● **SHORT TASK**: Write out, word for word, only the lines from the one containing "of the green" through the final line of the data.

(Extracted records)
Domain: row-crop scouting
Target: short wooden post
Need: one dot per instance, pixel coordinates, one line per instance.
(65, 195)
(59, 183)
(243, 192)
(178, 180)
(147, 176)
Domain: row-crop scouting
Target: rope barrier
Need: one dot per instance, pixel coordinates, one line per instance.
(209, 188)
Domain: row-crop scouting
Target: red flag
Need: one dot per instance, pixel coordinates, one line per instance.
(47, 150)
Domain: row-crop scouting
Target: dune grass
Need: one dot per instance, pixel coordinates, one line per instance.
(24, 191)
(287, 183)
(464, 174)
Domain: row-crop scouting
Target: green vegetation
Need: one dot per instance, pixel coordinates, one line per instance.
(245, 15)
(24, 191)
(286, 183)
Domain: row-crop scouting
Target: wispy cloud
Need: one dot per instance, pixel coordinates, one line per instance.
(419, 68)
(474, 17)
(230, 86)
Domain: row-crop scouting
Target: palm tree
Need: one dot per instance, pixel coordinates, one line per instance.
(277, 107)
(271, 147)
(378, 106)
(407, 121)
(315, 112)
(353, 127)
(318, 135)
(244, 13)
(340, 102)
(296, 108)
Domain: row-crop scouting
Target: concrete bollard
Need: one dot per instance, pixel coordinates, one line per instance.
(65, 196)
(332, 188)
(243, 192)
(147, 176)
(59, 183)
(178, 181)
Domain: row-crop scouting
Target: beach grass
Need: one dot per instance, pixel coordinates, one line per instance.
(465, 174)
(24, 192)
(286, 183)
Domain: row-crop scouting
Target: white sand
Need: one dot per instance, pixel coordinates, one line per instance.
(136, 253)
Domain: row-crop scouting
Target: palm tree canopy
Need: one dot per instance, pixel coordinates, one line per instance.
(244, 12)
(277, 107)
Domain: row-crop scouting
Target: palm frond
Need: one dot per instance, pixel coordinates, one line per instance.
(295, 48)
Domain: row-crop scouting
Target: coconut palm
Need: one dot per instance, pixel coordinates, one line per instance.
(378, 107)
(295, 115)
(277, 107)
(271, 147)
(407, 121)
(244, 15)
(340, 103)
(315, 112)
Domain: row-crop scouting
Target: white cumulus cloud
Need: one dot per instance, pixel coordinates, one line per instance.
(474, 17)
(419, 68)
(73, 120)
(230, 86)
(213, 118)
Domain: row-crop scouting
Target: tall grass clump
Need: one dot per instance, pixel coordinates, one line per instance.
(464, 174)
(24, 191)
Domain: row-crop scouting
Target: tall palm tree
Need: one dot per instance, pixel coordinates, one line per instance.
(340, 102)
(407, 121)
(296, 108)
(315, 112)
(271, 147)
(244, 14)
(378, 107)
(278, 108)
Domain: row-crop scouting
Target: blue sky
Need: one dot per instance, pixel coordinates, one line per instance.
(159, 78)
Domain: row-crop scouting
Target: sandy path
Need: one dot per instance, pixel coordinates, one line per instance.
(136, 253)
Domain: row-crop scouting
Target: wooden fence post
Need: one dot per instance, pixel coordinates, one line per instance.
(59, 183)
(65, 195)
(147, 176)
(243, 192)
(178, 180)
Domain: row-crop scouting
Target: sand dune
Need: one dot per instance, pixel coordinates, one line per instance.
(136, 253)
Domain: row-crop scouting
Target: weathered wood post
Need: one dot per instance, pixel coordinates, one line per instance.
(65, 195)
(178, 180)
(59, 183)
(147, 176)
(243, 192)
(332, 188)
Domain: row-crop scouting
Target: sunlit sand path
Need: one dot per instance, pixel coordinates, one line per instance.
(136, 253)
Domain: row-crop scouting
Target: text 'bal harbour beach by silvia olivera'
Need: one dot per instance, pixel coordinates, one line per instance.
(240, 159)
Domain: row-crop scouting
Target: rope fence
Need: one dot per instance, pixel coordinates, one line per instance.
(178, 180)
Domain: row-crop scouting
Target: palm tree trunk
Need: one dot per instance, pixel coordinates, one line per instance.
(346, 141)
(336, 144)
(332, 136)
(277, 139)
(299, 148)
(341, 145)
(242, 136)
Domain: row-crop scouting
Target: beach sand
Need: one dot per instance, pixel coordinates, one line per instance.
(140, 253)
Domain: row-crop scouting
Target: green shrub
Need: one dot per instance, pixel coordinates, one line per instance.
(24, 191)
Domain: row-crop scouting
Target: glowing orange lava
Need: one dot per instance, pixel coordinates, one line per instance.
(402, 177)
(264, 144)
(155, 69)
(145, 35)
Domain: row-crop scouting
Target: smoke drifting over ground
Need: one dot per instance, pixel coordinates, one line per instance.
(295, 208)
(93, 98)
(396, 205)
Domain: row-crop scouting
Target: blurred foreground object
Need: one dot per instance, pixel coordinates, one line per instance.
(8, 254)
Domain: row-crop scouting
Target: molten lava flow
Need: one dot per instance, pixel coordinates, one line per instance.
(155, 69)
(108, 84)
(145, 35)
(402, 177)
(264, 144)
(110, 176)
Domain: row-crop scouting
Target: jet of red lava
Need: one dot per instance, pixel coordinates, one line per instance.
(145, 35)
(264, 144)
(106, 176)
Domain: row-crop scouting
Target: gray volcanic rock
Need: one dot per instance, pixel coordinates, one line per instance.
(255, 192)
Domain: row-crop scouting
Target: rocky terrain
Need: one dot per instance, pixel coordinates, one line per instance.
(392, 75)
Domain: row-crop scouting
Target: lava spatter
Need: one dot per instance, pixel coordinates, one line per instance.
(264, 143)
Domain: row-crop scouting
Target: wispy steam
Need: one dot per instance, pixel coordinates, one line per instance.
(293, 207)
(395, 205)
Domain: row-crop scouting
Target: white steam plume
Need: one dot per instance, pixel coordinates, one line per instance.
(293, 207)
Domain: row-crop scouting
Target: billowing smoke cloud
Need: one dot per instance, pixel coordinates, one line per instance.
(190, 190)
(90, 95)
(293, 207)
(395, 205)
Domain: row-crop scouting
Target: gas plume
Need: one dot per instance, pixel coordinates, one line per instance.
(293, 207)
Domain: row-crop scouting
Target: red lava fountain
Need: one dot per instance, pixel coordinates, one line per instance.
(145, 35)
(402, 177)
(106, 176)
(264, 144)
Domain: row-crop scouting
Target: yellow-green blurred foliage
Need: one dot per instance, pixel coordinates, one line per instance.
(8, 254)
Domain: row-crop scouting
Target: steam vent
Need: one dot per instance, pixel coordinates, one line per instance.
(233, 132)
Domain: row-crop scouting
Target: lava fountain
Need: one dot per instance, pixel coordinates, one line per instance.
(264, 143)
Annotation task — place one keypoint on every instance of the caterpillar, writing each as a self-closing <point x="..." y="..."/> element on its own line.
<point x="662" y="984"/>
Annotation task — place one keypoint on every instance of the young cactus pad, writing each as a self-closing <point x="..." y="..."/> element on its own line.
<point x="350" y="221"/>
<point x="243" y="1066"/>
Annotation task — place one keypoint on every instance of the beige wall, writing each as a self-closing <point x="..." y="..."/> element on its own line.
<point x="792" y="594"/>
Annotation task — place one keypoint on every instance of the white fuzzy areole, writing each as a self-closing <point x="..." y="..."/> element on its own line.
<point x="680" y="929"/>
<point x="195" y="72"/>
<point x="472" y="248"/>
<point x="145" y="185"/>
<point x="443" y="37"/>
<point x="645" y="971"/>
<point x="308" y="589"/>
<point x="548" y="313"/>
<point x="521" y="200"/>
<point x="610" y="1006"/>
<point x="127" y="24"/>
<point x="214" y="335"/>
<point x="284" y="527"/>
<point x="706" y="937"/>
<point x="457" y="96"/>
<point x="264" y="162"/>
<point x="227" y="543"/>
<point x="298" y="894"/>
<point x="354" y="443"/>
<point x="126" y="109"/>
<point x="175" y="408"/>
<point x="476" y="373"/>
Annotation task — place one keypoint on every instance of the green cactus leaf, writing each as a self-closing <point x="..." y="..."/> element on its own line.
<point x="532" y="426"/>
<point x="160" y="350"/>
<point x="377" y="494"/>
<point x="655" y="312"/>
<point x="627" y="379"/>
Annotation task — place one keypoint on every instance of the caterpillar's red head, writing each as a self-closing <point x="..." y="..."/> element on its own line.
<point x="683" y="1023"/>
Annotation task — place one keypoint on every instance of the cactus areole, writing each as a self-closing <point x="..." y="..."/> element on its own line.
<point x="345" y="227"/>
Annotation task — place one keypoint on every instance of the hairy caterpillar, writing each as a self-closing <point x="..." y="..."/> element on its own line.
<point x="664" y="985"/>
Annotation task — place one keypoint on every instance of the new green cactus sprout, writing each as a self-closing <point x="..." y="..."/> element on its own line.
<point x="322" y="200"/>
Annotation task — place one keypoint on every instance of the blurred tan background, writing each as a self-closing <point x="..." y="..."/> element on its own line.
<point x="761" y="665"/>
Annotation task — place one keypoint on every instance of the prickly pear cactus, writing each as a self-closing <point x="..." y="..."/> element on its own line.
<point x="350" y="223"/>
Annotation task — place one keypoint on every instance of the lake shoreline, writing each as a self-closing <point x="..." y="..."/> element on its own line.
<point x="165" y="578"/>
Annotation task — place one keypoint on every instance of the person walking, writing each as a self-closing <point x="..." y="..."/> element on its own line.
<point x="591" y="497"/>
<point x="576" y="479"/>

● **OUTPUT OF THE TASK**:
Annotation task — place one keypoint on every instance of the green cactus leaf, writing each as a self-closing <point x="..." y="..."/> element on its own line.
<point x="532" y="426"/>
<point x="160" y="350"/>
<point x="377" y="494"/>
<point x="655" y="312"/>
<point x="627" y="379"/>
Annotation task — place one keypoint on every instance of the caterpillar's red head, writing each as a self-closing <point x="..." y="..."/> element on its own line.
<point x="683" y="1023"/>
Annotation task — place one keypoint on every instance of the cactus areole, writing each as a self-closing <point x="..." y="..."/> element on its own line.
<point x="345" y="227"/>
Annotation task — place one keypoint on every instance of the hairy caterpillar, writing each as a self-closing <point x="..." y="..."/> element on its own line.
<point x="664" y="985"/>
Annotation task — place one keypoint on every instance of the new green cactus sprout, writing each as a self-closing <point x="..." y="..."/> element on its own line.
<point x="322" y="200"/>
Annotation task — place one keypoint on every instance of the blurred tan background, writing each as a self-closing <point x="..." y="..."/> element on its own line.
<point x="761" y="665"/>
Annotation task — place one keypoint on every instance of the prickly pear cactus, writing each as a self-closing <point x="..." y="..."/> element on its own line.
<point x="350" y="223"/>
Annotation task — place one keypoint on every instance of the lake shoreline, writing each as a self-closing <point x="..." y="..."/> element on its own line.
<point x="165" y="578"/>
Annotation task — place one keypoint on every instance of the person walking, writing each as a self-closing <point x="..." y="..."/> element on its own line.
<point x="591" y="497"/>
<point x="576" y="479"/>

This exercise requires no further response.